> _Goal of the exercise_:
When you copy the entries, match them exactly and omit the pictures.

Start of Extracted information

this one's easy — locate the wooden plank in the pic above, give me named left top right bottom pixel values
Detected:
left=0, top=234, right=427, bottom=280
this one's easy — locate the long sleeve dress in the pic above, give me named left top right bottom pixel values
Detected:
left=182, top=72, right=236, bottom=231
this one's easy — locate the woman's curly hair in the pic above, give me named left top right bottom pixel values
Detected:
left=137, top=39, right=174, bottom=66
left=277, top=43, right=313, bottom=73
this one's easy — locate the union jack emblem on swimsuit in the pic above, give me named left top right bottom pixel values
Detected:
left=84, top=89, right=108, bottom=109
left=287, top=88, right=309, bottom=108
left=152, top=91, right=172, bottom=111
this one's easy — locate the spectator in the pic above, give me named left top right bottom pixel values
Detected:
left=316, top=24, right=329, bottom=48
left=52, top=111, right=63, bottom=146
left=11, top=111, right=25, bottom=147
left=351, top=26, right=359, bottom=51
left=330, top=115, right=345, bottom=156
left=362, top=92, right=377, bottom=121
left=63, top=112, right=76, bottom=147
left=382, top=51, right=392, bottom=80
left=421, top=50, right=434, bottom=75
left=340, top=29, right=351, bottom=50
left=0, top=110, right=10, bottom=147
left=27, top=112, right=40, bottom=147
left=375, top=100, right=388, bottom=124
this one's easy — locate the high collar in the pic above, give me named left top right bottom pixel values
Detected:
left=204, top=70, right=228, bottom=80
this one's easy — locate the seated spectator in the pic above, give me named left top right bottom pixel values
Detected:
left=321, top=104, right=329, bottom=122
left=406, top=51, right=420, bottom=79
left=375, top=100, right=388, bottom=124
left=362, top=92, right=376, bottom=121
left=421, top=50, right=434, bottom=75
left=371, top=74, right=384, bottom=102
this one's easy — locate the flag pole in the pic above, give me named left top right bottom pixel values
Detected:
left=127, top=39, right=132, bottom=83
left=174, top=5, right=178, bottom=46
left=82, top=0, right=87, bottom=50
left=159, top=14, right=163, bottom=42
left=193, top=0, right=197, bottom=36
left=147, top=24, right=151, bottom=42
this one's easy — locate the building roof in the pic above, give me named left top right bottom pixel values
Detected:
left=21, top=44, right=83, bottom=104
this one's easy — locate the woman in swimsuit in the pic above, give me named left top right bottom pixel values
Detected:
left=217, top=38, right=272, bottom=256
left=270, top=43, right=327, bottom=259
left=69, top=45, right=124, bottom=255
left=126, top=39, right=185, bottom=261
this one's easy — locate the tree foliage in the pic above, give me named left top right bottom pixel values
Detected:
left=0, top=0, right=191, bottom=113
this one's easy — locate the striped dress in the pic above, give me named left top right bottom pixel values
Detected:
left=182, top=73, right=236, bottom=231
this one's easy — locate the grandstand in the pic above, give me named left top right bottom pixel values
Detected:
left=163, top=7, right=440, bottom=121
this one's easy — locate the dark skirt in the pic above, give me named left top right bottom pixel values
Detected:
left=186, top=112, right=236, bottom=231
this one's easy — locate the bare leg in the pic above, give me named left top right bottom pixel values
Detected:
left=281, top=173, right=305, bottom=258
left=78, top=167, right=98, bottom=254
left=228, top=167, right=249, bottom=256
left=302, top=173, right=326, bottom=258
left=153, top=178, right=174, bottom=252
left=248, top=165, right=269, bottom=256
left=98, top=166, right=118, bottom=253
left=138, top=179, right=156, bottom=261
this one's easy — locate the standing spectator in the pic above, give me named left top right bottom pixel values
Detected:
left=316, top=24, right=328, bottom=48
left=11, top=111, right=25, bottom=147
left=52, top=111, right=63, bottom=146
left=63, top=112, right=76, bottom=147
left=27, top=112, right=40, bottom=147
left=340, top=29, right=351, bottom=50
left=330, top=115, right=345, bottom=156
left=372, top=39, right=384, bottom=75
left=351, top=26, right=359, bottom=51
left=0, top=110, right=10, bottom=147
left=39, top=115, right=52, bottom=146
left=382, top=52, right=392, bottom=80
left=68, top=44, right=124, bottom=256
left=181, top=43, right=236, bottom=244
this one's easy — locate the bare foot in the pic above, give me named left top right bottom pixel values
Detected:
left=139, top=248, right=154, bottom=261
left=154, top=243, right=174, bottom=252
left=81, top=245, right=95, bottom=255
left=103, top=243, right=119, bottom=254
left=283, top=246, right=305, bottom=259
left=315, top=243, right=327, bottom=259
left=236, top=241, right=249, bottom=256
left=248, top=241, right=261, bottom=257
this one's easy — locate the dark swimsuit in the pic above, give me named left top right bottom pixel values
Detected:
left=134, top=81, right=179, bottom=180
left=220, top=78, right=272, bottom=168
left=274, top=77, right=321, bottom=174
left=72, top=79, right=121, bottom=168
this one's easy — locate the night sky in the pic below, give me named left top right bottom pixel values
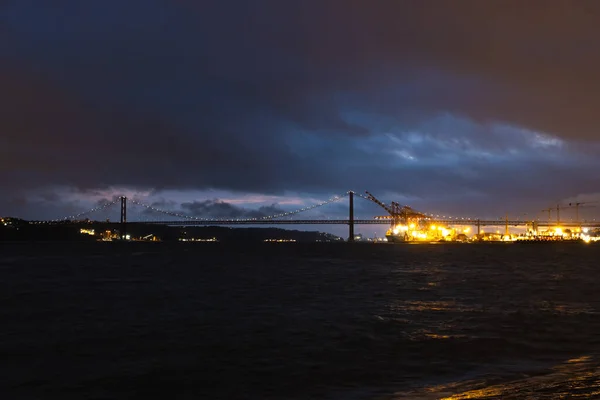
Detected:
left=3, top=1, right=600, bottom=232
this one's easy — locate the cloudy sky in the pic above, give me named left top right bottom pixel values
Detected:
left=2, top=0, right=600, bottom=234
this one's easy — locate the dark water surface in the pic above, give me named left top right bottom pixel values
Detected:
left=2, top=242, right=600, bottom=399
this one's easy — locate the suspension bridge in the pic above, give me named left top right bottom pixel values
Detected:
left=40, top=191, right=600, bottom=241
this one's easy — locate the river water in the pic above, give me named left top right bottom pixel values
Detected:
left=1, top=242, right=600, bottom=399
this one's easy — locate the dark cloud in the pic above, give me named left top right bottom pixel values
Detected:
left=2, top=0, right=600, bottom=220
left=181, top=200, right=285, bottom=219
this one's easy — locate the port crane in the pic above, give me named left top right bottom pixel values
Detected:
left=364, top=191, right=427, bottom=227
left=567, top=201, right=598, bottom=224
left=542, top=201, right=598, bottom=225
left=540, top=207, right=553, bottom=222
left=541, top=203, right=570, bottom=224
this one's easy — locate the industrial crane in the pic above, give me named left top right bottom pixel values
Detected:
left=365, top=191, right=394, bottom=215
left=556, top=204, right=564, bottom=224
left=365, top=191, right=399, bottom=228
left=541, top=204, right=569, bottom=224
left=568, top=201, right=598, bottom=223
left=540, top=207, right=553, bottom=222
left=542, top=201, right=598, bottom=225
left=364, top=191, right=427, bottom=227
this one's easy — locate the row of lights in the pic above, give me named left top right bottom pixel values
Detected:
left=128, top=193, right=349, bottom=222
left=129, top=199, right=202, bottom=220
left=257, top=194, right=347, bottom=220
left=57, top=192, right=596, bottom=224
left=50, top=191, right=466, bottom=223
left=53, top=199, right=120, bottom=222
left=52, top=193, right=594, bottom=225
left=132, top=191, right=474, bottom=222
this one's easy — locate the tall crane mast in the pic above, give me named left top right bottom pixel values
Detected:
left=568, top=201, right=598, bottom=224
left=542, top=204, right=568, bottom=224
left=541, top=207, right=553, bottom=222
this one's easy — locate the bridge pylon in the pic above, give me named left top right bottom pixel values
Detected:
left=120, top=196, right=127, bottom=240
left=348, top=191, right=354, bottom=242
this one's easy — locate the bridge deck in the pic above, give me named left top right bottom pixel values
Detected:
left=132, top=220, right=600, bottom=227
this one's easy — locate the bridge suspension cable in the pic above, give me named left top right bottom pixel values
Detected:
left=53, top=198, right=120, bottom=222
left=128, top=193, right=349, bottom=221
left=130, top=191, right=481, bottom=223
left=257, top=193, right=348, bottom=220
left=129, top=199, right=203, bottom=220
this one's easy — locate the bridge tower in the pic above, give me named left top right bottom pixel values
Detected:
left=348, top=191, right=354, bottom=242
left=120, top=196, right=127, bottom=240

End of Extracted information

> _Exercise response_:
this one's easy — locate the wooden plank in the pic above, give me named left top right bottom pixel values
Detected:
left=0, top=234, right=427, bottom=280
this one's easy — locate the long sleeve dress in the pic above, give me named left top right bottom pixel values
Detected:
left=182, top=72, right=236, bottom=231
this one's easy — locate the woman's curly hair in the pic above, give me named left top right bottom pixel values
Detected:
left=137, top=39, right=174, bottom=66
left=277, top=43, right=313, bottom=73
this one's easy — locate the union jack emblem on swimsuit in the pic above, give me named left top right bottom pixel values
Detected:
left=84, top=89, right=108, bottom=109
left=287, top=88, right=309, bottom=108
left=152, top=91, right=172, bottom=111
this one's easy — locate the spectator in the pic above, give me named left top right bottom pixel values
Detected:
left=316, top=24, right=329, bottom=48
left=52, top=111, right=63, bottom=146
left=11, top=111, right=25, bottom=147
left=351, top=26, right=359, bottom=51
left=330, top=115, right=345, bottom=156
left=362, top=92, right=377, bottom=121
left=63, top=112, right=76, bottom=147
left=382, top=51, right=392, bottom=80
left=421, top=50, right=434, bottom=75
left=340, top=29, right=351, bottom=50
left=0, top=110, right=10, bottom=147
left=27, top=112, right=40, bottom=147
left=375, top=100, right=388, bottom=124
this one's easy — locate the high collar in the pic above, give me named left top right bottom pixel values
Detected:
left=204, top=70, right=228, bottom=80
this one's easy — locate the seated spectator in the pic above, give me named left top right bottom pixel values
Detected:
left=321, top=104, right=329, bottom=122
left=406, top=51, right=420, bottom=79
left=375, top=100, right=388, bottom=124
left=362, top=92, right=376, bottom=121
left=421, top=50, right=434, bottom=75
left=371, top=74, right=384, bottom=102
this one's easy — locate the flag pole in the pic above, give me named left top right bottom pixel values
Detected:
left=127, top=39, right=132, bottom=83
left=174, top=5, right=178, bottom=46
left=82, top=0, right=87, bottom=50
left=159, top=14, right=163, bottom=42
left=193, top=0, right=197, bottom=36
left=147, top=24, right=151, bottom=42
this one's easy — locate the building roof in the pic above, give me named left top right bottom pixel values
Detected:
left=21, top=44, right=83, bottom=104
this one's easy — locate the woman in swimsuit in the pic above, give me named left top right bottom pixel values
Detected:
left=217, top=38, right=272, bottom=256
left=270, top=43, right=327, bottom=259
left=69, top=45, right=124, bottom=255
left=126, top=39, right=185, bottom=261
this one's easy — locate the tree foliage in the pic above, give me named left top right bottom pixel values
Detected:
left=0, top=0, right=191, bottom=113
this one's easy — locate the striped dress in the pic above, give me named left top right bottom pixel values
Detected:
left=182, top=73, right=236, bottom=231
this one's easy — locate the grandstand in the pic above, give me named left top right bottom pixel values
Detected:
left=163, top=7, right=440, bottom=121
this one's easy — locate the dark skirt in the pic above, give me named left top right bottom pixel values
Detected:
left=186, top=112, right=236, bottom=231
this one's easy — locate the bare leg in the pic above, give me named left top right bottom pixel values
Detected:
left=281, top=173, right=305, bottom=258
left=78, top=167, right=98, bottom=254
left=228, top=167, right=249, bottom=256
left=302, top=173, right=326, bottom=258
left=153, top=178, right=174, bottom=252
left=248, top=165, right=269, bottom=256
left=98, top=166, right=118, bottom=253
left=138, top=179, right=156, bottom=261
this one's easy — locate the standing spectator in the pic above, give me named left top right bottom pixel values
Detected:
left=316, top=24, right=328, bottom=48
left=11, top=111, right=25, bottom=147
left=52, top=111, right=63, bottom=146
left=63, top=112, right=76, bottom=147
left=27, top=112, right=40, bottom=147
left=340, top=29, right=351, bottom=50
left=330, top=115, right=345, bottom=156
left=372, top=39, right=384, bottom=75
left=351, top=26, right=359, bottom=51
left=0, top=110, right=10, bottom=147
left=39, top=115, right=52, bottom=146
left=382, top=52, right=392, bottom=80
left=68, top=44, right=124, bottom=256
left=181, top=43, right=236, bottom=244
this one's easy — locate the bare foot in the pic above, give me named left top right bottom pixel values
Detected:
left=139, top=248, right=154, bottom=261
left=154, top=243, right=174, bottom=252
left=81, top=245, right=95, bottom=255
left=103, top=243, right=119, bottom=254
left=283, top=246, right=305, bottom=259
left=315, top=243, right=327, bottom=259
left=236, top=241, right=249, bottom=256
left=248, top=241, right=261, bottom=257
this one's easy — locate the dark swimsuit in the pic above, give me named left top right bottom pixel values
Detected:
left=134, top=81, right=179, bottom=180
left=220, top=78, right=272, bottom=168
left=274, top=77, right=321, bottom=174
left=72, top=79, right=121, bottom=168
this one's easy — locate the night sky in the pic below, give me named left top right bottom pixel values
Detected:
left=3, top=1, right=600, bottom=232
this one's easy — locate the cloudy sky in the pic above, give me named left top right bottom pixel values
Detected:
left=2, top=0, right=600, bottom=234
this one's easy — locate the dark water surface in the pic above, give me named left top right bottom pixel values
Detected:
left=2, top=242, right=600, bottom=399
this one's easy — locate the suspension bridge in the pic above, give me named left top right bottom pixel values
Detected:
left=40, top=191, right=600, bottom=241
this one's easy — locate the river water in the pic above, give me named left top right bottom pixel values
Detected:
left=1, top=242, right=600, bottom=399
this one's easy — locate the dark cloud in the pic above, give me named left top right bottom pixel values
Detected:
left=2, top=0, right=600, bottom=220
left=181, top=200, right=285, bottom=219
this one's easy — locate the port crane in the pic above, give me named left top right bottom pixel values
Detected:
left=364, top=191, right=427, bottom=227
left=567, top=201, right=598, bottom=224
left=542, top=201, right=598, bottom=225
left=540, top=207, right=553, bottom=222
left=541, top=203, right=570, bottom=224
this one's easy — locate the industrial crane in the pic above, give me named left top right bottom pixel values
Detected:
left=365, top=191, right=394, bottom=215
left=556, top=204, right=564, bottom=224
left=365, top=191, right=399, bottom=228
left=541, top=204, right=569, bottom=224
left=568, top=201, right=598, bottom=223
left=540, top=207, right=553, bottom=222
left=542, top=201, right=598, bottom=225
left=364, top=191, right=427, bottom=227
this one's easy — locate the row of lights in the pic above, give me named left top right bottom pixel values
Detected:
left=128, top=193, right=349, bottom=222
left=129, top=199, right=202, bottom=220
left=257, top=194, right=347, bottom=220
left=57, top=192, right=596, bottom=224
left=50, top=191, right=466, bottom=223
left=53, top=199, right=120, bottom=222
left=52, top=193, right=594, bottom=225
left=132, top=191, right=474, bottom=222
this one's easy — locate the tall crane mast in the pic above, give me named left top right bottom pixel values
Detected:
left=568, top=201, right=598, bottom=224
left=542, top=204, right=568, bottom=224
left=541, top=207, right=553, bottom=222
this one's easy — locate the bridge pylon in the pic above, give me named left top right bottom pixel values
Detected:
left=120, top=196, right=127, bottom=240
left=348, top=191, right=354, bottom=242
this one's easy — locate the bridge deck in the pic above, give me named left top right bottom pixel values
Detected:
left=132, top=220, right=600, bottom=227
this one's easy — locate the bridge suspension cable in the pic above, give me named left top right bottom pixel values
Detected:
left=53, top=198, right=120, bottom=222
left=128, top=193, right=349, bottom=221
left=130, top=191, right=481, bottom=223
left=257, top=193, right=348, bottom=220
left=129, top=199, right=203, bottom=220
this one's easy — locate the bridge tower in the pic above, give me named left top right bottom pixel values
Detected:
left=348, top=191, right=354, bottom=242
left=120, top=196, right=127, bottom=240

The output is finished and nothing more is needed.